╭─ Fonte

225. A dissertação que se
segue, dada espontaneamente por um Espírito superior, que se revelou
mediante comunicações de ordem elevadíssima, resume, de modo claro e
completo, a questão do papel do médium:
“Qualquer que seja a
natureza dos médiuns escreventes, quer mecânicos ou semimecânicos, quer
simplesmente intuitivos, não variam essencialmente os nossos processos
de comunicação com eles. De fato, nós nos comunicamos com os Espíritos
encarnados dos médiuns, da mesma forma que com os Espíritos propriamente
ditos, tão só pela irradiação do nosso pensamento.
“Os nossos
pensamentos não precisam da vestidura da palavra, para serem
compreendidos pelos Espíritos e todos os Espíritos percebem os
pensamentos que lhes desejamos transmitir, sendo suficiente que lhes
dirijamos esses pensamentos e isto em razão de suas faculdades
intelectuais. Quer dizer que tal pensamento tais ou quais Espíritos o
podem compreender, em virtude do adiantamento deles, ao passo que, para
tais outros, por não despertarem nenhuma lembrança, nenhum conhecimento
que lhes dormitem no fundo do coração, ou do cérebro, esses mesmos
pensamentos não lhes são perceptíveis. Neste caso, o Espírito encarnado,
que nos serve de médium, é mais apto a exprimir o nosso pensamento a
outros encarnados, se bem não o compreenda, do que um Espírito
desencarnado, mas pouco adiantado, se fôssemos forçados a servir-nos
dele, porquanto o ser terreno põe seu corpo, como instrumento, à nossa
disposição, o que o Espírito errante não pode fazer.
“Assim,
quando encontramos em um médium o cérebro povoado de conhecimentos
adquiridos na sua vida atual e o seu Espírito rico de conhecimentos
latentes, obtidos em vidas anteriores, de natureza a nos facilitarem as
comunicações, dele de preferência nos servimos, porque com ele o
fenômeno da comunicação se nos torna muito mais fácil do que com um
médium de inteligência limitada e de escassos conhecimentos
anteriormente adquiridos. Vamos fazer-nos compreensíveis por meio de
algumas explicações claras e precisas.

╰─
╭─ Dados fornecidos

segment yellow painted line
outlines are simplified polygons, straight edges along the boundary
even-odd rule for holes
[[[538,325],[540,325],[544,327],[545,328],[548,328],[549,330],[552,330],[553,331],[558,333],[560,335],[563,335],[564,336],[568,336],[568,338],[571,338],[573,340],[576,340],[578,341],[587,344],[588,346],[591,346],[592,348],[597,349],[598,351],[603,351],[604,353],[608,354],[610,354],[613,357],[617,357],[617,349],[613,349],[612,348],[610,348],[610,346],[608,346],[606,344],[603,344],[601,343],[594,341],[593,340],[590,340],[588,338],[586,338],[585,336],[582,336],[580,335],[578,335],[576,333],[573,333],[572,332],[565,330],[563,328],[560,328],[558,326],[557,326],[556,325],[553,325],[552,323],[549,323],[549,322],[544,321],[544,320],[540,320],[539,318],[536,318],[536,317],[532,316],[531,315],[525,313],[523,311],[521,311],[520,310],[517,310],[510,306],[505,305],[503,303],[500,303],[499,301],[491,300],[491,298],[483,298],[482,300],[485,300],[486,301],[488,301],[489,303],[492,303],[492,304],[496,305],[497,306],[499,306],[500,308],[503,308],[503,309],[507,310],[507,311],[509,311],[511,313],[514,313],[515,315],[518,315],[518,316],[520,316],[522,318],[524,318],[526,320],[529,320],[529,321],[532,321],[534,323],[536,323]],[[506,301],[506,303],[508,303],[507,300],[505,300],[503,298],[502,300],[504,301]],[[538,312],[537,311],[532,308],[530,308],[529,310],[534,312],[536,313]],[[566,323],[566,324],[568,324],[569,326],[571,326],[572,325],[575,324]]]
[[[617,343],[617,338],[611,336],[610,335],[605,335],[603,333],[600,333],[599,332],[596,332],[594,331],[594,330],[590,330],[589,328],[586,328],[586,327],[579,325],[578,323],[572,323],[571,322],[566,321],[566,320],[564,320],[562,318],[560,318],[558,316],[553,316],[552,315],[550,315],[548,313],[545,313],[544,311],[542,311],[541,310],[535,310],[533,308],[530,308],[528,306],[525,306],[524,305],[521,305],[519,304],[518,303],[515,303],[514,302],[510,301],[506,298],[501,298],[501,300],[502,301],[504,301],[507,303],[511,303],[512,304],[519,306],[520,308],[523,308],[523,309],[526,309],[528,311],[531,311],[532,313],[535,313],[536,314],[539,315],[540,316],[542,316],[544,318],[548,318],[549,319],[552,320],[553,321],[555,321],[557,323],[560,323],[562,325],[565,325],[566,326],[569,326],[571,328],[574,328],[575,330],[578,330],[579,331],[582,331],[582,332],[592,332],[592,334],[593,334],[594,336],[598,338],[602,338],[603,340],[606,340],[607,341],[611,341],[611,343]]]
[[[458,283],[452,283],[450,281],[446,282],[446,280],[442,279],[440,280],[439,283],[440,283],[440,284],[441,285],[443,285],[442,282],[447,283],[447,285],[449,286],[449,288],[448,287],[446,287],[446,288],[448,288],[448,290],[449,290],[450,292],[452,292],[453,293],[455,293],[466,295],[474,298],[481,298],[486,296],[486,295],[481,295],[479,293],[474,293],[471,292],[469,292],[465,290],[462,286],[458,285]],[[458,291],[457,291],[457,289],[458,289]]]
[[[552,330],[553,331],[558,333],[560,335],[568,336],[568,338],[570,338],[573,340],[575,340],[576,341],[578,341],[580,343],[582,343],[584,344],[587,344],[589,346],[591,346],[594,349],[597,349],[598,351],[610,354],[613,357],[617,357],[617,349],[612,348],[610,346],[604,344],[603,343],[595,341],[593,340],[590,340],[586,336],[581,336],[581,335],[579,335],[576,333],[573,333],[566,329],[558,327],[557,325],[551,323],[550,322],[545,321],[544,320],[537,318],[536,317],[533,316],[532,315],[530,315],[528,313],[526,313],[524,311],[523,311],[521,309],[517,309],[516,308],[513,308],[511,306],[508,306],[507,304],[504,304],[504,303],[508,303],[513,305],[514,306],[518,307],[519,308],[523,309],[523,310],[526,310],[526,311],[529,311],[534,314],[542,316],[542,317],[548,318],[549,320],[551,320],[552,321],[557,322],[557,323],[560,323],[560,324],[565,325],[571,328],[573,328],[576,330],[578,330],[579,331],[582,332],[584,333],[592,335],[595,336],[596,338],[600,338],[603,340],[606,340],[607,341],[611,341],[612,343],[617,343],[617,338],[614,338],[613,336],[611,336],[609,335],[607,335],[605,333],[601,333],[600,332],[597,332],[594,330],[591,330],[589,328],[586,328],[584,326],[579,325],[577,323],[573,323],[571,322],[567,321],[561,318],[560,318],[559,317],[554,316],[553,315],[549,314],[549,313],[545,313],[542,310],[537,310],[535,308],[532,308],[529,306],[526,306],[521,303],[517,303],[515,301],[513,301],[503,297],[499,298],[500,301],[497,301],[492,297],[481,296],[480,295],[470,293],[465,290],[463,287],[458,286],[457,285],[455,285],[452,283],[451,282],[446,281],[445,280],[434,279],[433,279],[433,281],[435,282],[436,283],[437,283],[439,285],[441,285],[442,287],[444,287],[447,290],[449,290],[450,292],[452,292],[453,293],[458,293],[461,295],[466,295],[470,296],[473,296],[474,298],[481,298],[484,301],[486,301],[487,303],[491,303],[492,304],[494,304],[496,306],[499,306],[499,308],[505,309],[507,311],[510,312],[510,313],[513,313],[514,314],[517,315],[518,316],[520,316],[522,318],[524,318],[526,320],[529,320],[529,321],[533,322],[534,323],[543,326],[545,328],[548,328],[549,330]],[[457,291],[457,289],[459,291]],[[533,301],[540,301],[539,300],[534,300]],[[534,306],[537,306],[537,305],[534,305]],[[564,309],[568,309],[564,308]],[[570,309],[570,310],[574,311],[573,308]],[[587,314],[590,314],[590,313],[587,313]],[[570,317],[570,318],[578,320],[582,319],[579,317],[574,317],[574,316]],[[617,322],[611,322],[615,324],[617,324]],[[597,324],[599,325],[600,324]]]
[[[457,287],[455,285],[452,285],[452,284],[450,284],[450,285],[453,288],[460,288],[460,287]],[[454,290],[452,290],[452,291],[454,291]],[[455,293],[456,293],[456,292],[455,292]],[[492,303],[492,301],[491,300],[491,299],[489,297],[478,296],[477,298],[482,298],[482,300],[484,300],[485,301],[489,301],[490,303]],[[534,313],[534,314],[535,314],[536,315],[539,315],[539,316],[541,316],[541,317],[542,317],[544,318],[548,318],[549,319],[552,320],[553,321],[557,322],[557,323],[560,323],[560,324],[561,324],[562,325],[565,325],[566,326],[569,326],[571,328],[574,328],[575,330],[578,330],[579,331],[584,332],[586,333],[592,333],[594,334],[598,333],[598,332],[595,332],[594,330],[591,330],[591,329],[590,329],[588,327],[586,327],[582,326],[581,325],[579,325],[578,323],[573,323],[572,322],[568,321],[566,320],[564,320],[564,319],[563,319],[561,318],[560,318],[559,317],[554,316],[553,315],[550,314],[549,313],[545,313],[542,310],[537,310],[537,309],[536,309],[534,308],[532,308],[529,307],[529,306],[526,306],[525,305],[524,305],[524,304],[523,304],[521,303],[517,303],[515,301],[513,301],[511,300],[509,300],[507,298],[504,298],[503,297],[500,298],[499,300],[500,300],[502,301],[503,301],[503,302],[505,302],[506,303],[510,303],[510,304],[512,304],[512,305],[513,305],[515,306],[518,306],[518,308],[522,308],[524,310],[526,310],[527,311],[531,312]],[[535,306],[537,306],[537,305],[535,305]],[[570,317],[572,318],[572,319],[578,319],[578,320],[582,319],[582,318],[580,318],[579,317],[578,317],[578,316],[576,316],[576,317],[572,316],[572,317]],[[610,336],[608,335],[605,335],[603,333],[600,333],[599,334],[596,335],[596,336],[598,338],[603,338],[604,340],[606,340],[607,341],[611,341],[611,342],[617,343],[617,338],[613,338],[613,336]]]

╰─

Seu objetivo:
Extraia sem alterações, do texto sobre o papel do médium, o trecho que começa nas palavras "225. A dissertação" e termina logo após "do nosso pensamento.".

Solução do problema:
225. A dissertação que se
segue, dada espontaneamente por um Espírito superior, que se revelou
mediante comunicações de ordem elevadíssima, resume, de modo claro e
completo, a questão do papel do médium:
“Qualquer que seja a
natureza dos médiuns escreventes, quer mecânicos ou semimecânicos, quer
simplesmente intuitivos, não variam essencialmente os nossos processos
de comunicação com eles. De fato, nós nos comunicamos com os Espíritos
encarnados dos médiuns, da mesma forma que com os Espíritos propriamente
ditos, tão só pela irradiação do nosso pensamento.